◆ Stated problem:
Convert the rows below into a JSON list of strings, one string per line, with blank lines and the picture omitted.

◆ Exercise data:
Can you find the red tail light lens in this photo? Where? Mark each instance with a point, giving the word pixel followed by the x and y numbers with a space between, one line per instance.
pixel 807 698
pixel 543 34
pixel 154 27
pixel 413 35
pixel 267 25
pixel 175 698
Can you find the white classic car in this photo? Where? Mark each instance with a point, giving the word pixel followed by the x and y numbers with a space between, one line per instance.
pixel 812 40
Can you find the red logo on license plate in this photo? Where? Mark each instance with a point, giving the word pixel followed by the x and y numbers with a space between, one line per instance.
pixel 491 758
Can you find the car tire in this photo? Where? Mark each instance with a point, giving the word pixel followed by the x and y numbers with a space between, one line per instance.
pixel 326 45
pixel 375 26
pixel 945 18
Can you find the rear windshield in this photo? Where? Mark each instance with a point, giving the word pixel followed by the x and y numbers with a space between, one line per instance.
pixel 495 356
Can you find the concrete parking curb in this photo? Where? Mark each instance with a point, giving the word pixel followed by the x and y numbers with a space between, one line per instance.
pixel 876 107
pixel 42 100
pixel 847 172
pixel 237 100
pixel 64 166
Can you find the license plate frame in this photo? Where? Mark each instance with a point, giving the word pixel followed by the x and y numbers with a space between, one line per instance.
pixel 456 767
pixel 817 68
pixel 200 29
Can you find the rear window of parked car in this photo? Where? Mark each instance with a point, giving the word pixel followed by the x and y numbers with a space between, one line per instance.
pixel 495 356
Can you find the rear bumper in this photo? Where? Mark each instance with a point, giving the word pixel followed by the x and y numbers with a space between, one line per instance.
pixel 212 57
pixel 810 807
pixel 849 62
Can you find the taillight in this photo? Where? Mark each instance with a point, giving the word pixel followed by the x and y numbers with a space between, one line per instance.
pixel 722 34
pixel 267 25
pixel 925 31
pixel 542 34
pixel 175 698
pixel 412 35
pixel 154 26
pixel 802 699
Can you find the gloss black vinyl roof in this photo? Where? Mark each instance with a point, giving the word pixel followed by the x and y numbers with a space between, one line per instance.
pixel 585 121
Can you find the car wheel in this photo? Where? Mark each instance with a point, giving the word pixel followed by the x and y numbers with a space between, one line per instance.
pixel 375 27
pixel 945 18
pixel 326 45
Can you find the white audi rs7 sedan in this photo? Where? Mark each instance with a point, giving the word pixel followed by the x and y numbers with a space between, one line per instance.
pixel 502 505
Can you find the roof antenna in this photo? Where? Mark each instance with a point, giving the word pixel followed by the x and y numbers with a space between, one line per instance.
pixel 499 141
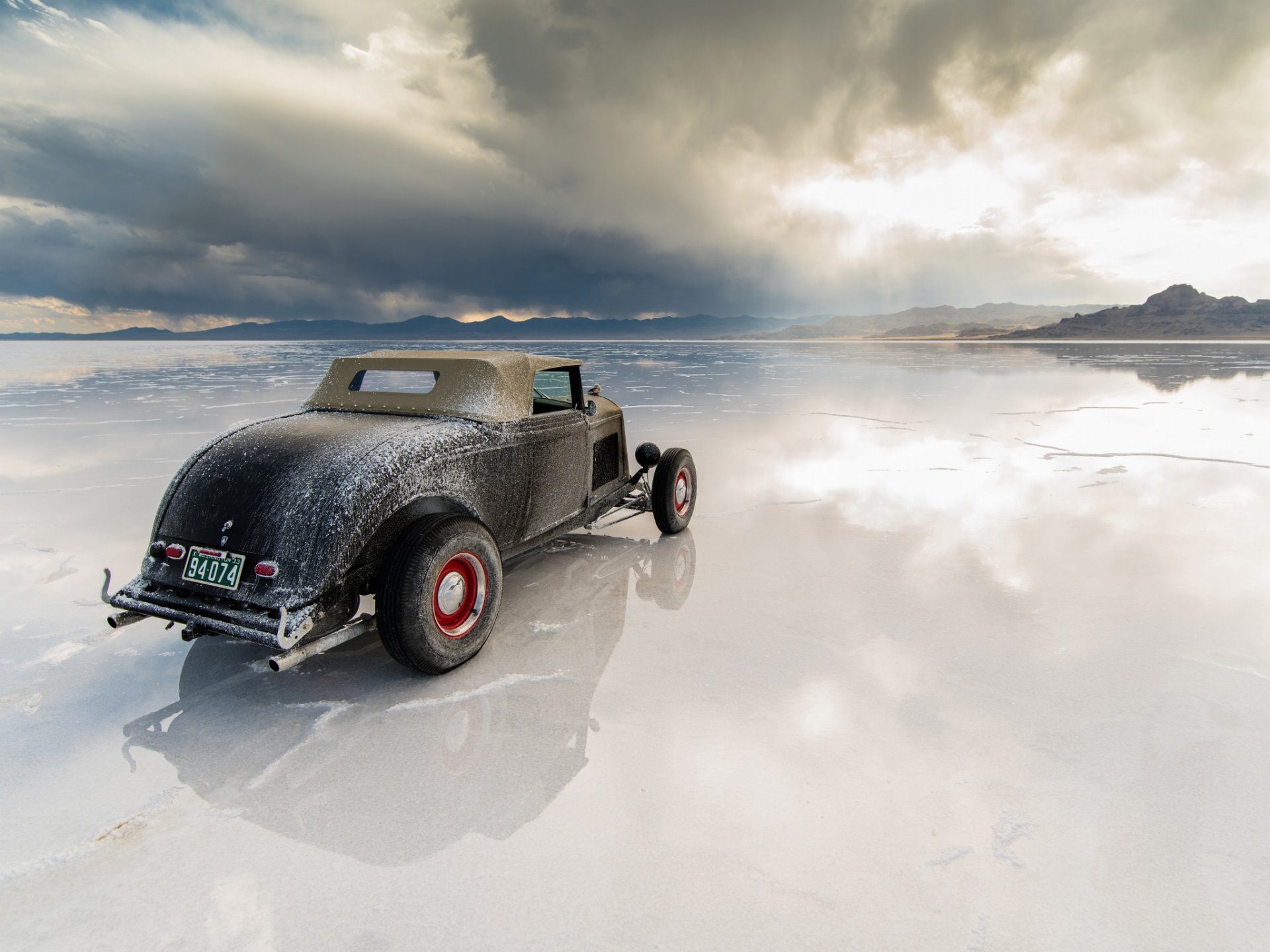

◆ Solution to this exercise:
[
  "Can you find the red tail light lens in this photo? Where? Mark each instance with a point, giving the word pixel followed by the x and y numbers with a space between, one line per instance.",
  "pixel 807 698",
  "pixel 543 34",
  "pixel 154 27",
  "pixel 413 35",
  "pixel 267 25",
  "pixel 175 698",
  "Can you find the white classic car in this photo? Where? Mark each instance with a point, giving the word pixel followed by the x and y numbers with a space between, one line per instance.",
  "pixel 812 40",
  "Can you find the red logo on license plate in this photo? Where? Mark each instance with a point, giving the word pixel followed by the x and y numbers with a space between, one line per instance.",
  "pixel 491 758",
  "Can you find the car tire in this photo? Where? Mark each instance with a point, giving the word pixel followed by the x and y numbers with a space between, one line per instance.",
  "pixel 326 45",
  "pixel 375 26",
  "pixel 945 18",
  "Can you find the rear windshield in this photo? Where? Mark each instance with a point, giving the word pixel followed by the x and y numbers with a space between, one line per instance.",
  "pixel 495 356",
  "Can you find the concrete parking curb in this photo? Where? Mark each instance with a point, giving the word pixel followed by the x and y numbers with a space between, one line per instance.",
  "pixel 876 107",
  "pixel 42 100",
  "pixel 847 172",
  "pixel 237 100",
  "pixel 64 166",
  "Can you find the license plate frame in this photo? Where? Mark each instance with a point, giving the word pixel followed by the x and y numbers with a space between, one line per instance.",
  "pixel 456 767",
  "pixel 817 68",
  "pixel 200 29",
  "Can you find the rear window of parked car in this photo? Where? Mark each instance with a point, giving the word pixel followed by the x and y numbers with a space between, one line per instance.",
  "pixel 495 356",
  "Can you find the rear bumper in this photo? Where? Mark each instance with a point, giving the word pixel followed by the x and y numbers with a space between, one line per instance.",
  "pixel 212 57",
  "pixel 810 807",
  "pixel 849 62",
  "Can you find the taillight in this photo? Where? Mark each instance with a point, giving the word pixel followed by the x and y numbers with a space between, one line per instance.",
  "pixel 722 34",
  "pixel 267 25",
  "pixel 925 31",
  "pixel 542 34",
  "pixel 175 698",
  "pixel 412 35",
  "pixel 154 26",
  "pixel 802 699",
  "Can you find the gloss black vinyl roof in this photo? Where? Mark each instance with a point, giving the word pixel followed by the x and y numbers with a space between, one line per instance.",
  "pixel 585 121",
  "Can you find the car wheel in this photo? Where? Mark each instance with a point, giving the word pixel followed by the x and y numbers with a space between, one line per instance.",
  "pixel 375 27",
  "pixel 945 18",
  "pixel 326 45",
  "Can you find the white audi rs7 sedan in this photo? Where? Mark each instance with a point, giving the word pixel followed by the x and y numbers with a space between, one line per instance.",
  "pixel 502 505",
  "Can you find the roof antenna in this photo? Where? Mark each instance with a point, giving the word pixel followed by the x and y numbers with a space between, one line per instance.",
  "pixel 499 141"
]